## Dataset records
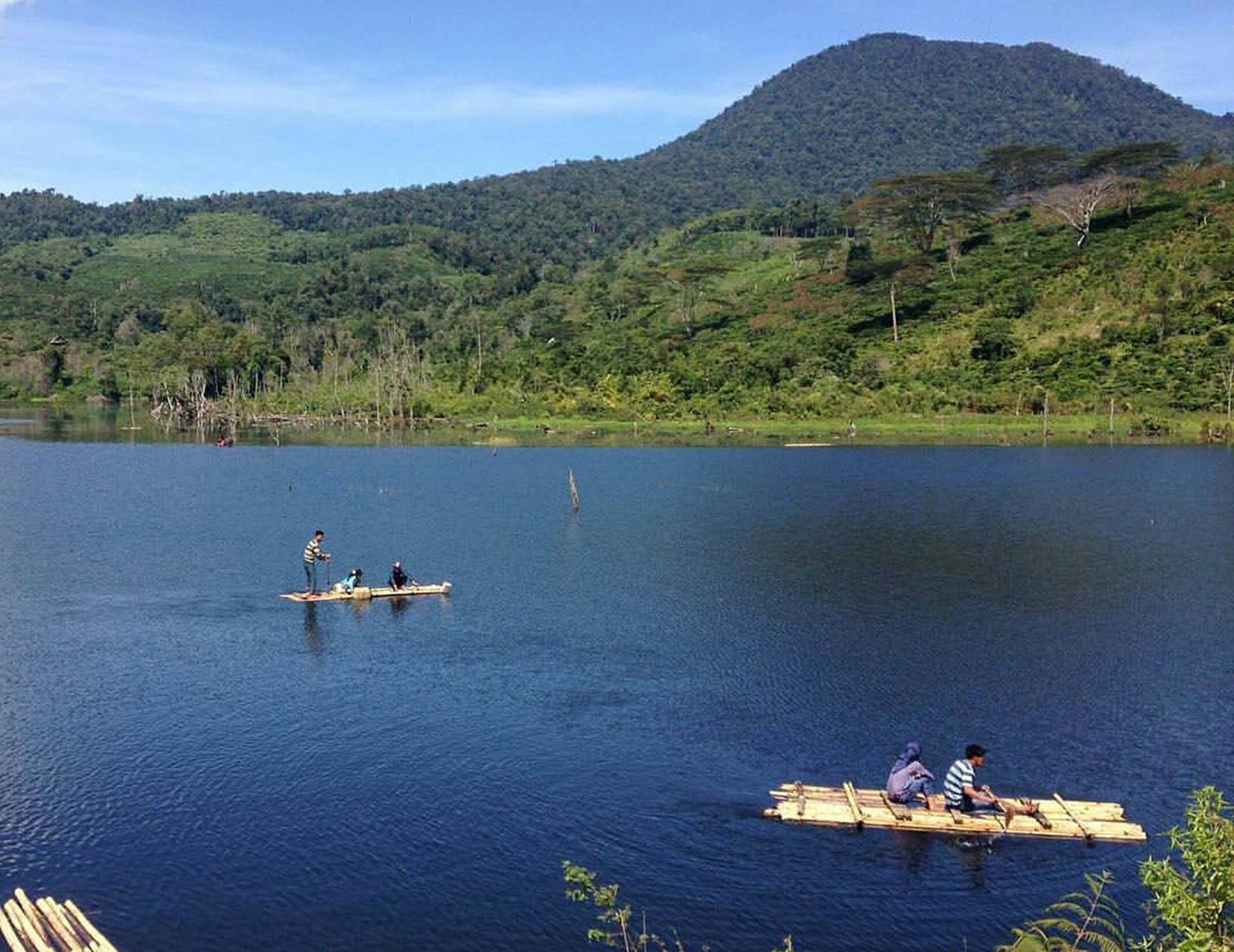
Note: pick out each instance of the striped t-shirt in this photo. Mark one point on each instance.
(958, 777)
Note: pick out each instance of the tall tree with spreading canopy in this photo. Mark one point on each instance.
(917, 206)
(1017, 168)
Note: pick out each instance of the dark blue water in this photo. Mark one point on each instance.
(208, 766)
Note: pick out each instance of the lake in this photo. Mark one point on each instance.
(203, 765)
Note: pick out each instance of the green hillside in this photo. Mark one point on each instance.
(728, 316)
(838, 120)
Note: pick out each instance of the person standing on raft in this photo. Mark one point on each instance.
(909, 779)
(313, 555)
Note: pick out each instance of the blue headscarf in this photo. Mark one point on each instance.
(912, 752)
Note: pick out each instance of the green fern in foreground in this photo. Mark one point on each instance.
(1081, 921)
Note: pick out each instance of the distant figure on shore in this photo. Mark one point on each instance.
(398, 577)
(313, 555)
(909, 779)
(962, 794)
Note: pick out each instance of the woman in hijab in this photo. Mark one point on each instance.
(909, 779)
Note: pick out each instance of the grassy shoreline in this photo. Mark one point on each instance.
(56, 420)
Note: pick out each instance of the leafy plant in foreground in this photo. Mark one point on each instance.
(1192, 908)
(1078, 921)
(616, 931)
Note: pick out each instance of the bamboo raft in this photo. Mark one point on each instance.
(49, 927)
(847, 805)
(364, 593)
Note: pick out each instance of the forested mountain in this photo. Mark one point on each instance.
(890, 104)
(837, 120)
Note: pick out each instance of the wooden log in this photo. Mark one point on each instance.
(850, 793)
(32, 914)
(62, 930)
(896, 811)
(1074, 819)
(25, 927)
(10, 936)
(99, 939)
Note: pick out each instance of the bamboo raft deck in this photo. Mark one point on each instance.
(847, 805)
(49, 927)
(363, 593)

## Exercise instructions
Copy out only the rows from the start through the line holding "(1017, 168)", inclusive, keeping the request lines unchanged and raising every point coordinate by 86. Leave the pictures out of the answer.

## Output of the task
Note: pick out each instance of the striped t-shirt in this photo. Mark one point on each instance.
(1044, 863)
Note: pick out each instance of the tall tree with spreading canopy in this photo. Mark one point on each instance.
(1003, 292)
(1103, 254)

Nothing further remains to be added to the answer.